### Exercise task
Print each of the rows below verbatim, leaving nothing out.

[Labeled area outline items]

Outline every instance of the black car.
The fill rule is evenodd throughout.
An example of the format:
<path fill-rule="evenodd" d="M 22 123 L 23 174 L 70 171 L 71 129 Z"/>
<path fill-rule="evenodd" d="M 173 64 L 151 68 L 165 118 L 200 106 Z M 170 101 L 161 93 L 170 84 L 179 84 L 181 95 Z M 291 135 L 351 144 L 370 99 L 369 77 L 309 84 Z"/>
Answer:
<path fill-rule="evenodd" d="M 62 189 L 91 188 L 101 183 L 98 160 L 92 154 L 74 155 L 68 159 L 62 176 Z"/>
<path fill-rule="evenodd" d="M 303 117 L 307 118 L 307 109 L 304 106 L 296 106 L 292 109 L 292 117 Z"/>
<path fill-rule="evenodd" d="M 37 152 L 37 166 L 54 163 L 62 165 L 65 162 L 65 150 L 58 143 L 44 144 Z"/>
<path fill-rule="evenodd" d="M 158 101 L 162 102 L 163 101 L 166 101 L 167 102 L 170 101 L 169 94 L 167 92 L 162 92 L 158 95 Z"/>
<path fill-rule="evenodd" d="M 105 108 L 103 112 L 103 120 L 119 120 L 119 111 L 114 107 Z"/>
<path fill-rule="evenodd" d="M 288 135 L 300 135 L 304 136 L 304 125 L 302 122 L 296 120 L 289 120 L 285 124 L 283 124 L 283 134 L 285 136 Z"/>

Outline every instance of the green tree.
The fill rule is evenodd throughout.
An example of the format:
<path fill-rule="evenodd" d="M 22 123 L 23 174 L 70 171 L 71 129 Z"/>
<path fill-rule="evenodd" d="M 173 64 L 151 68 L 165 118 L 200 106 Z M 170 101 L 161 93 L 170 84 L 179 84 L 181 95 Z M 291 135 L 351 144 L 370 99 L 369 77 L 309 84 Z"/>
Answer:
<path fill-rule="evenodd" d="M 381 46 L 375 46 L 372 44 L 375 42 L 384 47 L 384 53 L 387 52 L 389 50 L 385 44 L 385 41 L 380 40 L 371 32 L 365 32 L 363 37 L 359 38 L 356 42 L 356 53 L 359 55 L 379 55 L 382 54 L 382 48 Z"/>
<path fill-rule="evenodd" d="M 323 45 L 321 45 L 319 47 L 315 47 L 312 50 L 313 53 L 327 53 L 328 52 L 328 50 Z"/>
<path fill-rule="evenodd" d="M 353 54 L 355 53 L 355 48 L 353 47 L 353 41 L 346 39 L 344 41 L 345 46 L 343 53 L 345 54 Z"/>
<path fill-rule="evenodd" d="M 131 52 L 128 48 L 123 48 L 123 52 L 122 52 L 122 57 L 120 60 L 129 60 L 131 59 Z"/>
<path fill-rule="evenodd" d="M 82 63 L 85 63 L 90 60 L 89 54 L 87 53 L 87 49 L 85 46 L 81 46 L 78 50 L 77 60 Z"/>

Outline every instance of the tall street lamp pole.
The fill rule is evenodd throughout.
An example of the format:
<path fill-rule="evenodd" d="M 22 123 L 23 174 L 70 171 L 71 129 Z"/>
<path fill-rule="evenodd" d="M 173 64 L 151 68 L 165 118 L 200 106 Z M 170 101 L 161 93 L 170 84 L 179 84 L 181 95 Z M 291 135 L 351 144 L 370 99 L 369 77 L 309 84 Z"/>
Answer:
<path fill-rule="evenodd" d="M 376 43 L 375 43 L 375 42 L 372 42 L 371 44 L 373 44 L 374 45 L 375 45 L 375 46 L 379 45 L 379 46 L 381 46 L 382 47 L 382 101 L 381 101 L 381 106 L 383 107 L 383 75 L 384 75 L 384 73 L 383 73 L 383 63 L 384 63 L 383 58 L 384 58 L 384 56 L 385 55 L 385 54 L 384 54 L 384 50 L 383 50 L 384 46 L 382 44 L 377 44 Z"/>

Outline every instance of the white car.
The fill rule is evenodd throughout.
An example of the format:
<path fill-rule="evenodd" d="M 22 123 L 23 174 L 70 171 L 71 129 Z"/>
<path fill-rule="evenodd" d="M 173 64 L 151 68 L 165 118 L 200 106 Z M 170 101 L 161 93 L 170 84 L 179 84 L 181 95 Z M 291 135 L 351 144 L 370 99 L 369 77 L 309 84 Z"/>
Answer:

### Written response
Outline every instance of the black car.
The fill rule is evenodd throughout.
An example of the format:
<path fill-rule="evenodd" d="M 22 123 L 23 174 L 70 171 L 71 129 Z"/>
<path fill-rule="evenodd" d="M 173 64 L 151 68 L 165 118 L 200 106 Z M 170 101 L 161 93 L 170 84 L 179 84 L 181 95 Z M 291 135 L 351 144 L 370 99 L 369 77 L 309 84 Z"/>
Answer:
<path fill-rule="evenodd" d="M 62 189 L 91 188 L 101 183 L 98 160 L 92 154 L 74 155 L 68 159 L 62 176 Z"/>
<path fill-rule="evenodd" d="M 303 117 L 307 118 L 307 109 L 304 106 L 296 106 L 292 109 L 292 117 Z"/>
<path fill-rule="evenodd" d="M 37 152 L 37 166 L 54 163 L 62 165 L 65 162 L 65 150 L 58 143 L 44 144 Z"/>
<path fill-rule="evenodd" d="M 158 101 L 162 102 L 163 101 L 166 101 L 167 102 L 170 101 L 169 94 L 167 92 L 162 92 L 158 95 Z"/>
<path fill-rule="evenodd" d="M 105 108 L 103 112 L 103 120 L 119 120 L 119 111 L 114 107 Z"/>
<path fill-rule="evenodd" d="M 288 135 L 300 135 L 304 136 L 304 125 L 302 122 L 296 120 L 289 120 L 285 124 L 283 124 L 283 134 L 285 136 Z"/>

Outline every instance of the green tree.
The fill rule is evenodd throughout.
An example of the format:
<path fill-rule="evenodd" d="M 22 123 L 23 174 L 70 171 L 71 129 Z"/>
<path fill-rule="evenodd" d="M 173 64 L 151 68 L 165 118 L 200 106 Z M 170 101 L 161 93 L 170 84 L 179 84 L 181 95 Z M 291 135 L 351 144 L 370 99 L 369 77 L 309 84 Z"/>
Answer:
<path fill-rule="evenodd" d="M 381 46 L 375 46 L 372 44 L 375 42 L 384 47 L 384 53 L 387 52 L 389 50 L 385 44 L 385 41 L 380 40 L 371 32 L 365 32 L 363 37 L 359 38 L 356 42 L 356 53 L 359 55 L 379 55 L 382 54 L 382 48 Z"/>
<path fill-rule="evenodd" d="M 323 45 L 321 45 L 319 47 L 315 47 L 312 50 L 313 53 L 327 53 L 328 52 L 328 50 Z"/>
<path fill-rule="evenodd" d="M 353 54 L 355 53 L 355 48 L 353 47 L 353 41 L 346 39 L 344 41 L 345 46 L 343 53 L 345 54 Z"/>
<path fill-rule="evenodd" d="M 131 52 L 128 48 L 123 48 L 123 52 L 122 52 L 122 57 L 120 60 L 129 60 L 131 59 Z"/>
<path fill-rule="evenodd" d="M 82 63 L 85 63 L 90 60 L 89 54 L 87 53 L 87 49 L 85 46 L 81 46 L 78 50 L 77 60 Z"/>

Outline every instance of the tall street lamp pole.
The fill rule is evenodd throughout.
An example of the format:
<path fill-rule="evenodd" d="M 22 123 L 23 174 L 70 171 L 71 129 Z"/>
<path fill-rule="evenodd" d="M 173 64 L 151 68 L 165 118 L 200 106 Z M 170 101 L 161 93 L 170 84 L 179 84 L 181 95 Z M 291 135 L 351 144 L 370 99 L 369 77 L 309 84 Z"/>
Answer:
<path fill-rule="evenodd" d="M 376 43 L 375 43 L 375 42 L 372 42 L 371 44 L 373 44 L 374 45 L 375 45 L 375 46 L 379 45 L 379 46 L 381 46 L 382 47 L 382 101 L 381 101 L 381 106 L 383 107 L 383 75 L 384 75 L 384 73 L 383 73 L 383 63 L 384 63 L 383 58 L 384 58 L 384 56 L 385 55 L 385 54 L 384 54 L 384 50 L 383 50 L 384 46 L 382 44 L 377 44 Z"/>

Outline every instance of the white car.
The fill rule is evenodd throughout.
An example of the format:
<path fill-rule="evenodd" d="M 22 123 L 23 174 L 70 171 L 71 129 Z"/>
<path fill-rule="evenodd" d="M 173 64 L 151 68 L 165 118 L 200 106 Z M 170 101 L 161 93 L 170 84 L 179 84 L 181 95 Z M 291 135 L 351 144 L 370 99 L 369 77 L 309 84 Z"/>
Answer:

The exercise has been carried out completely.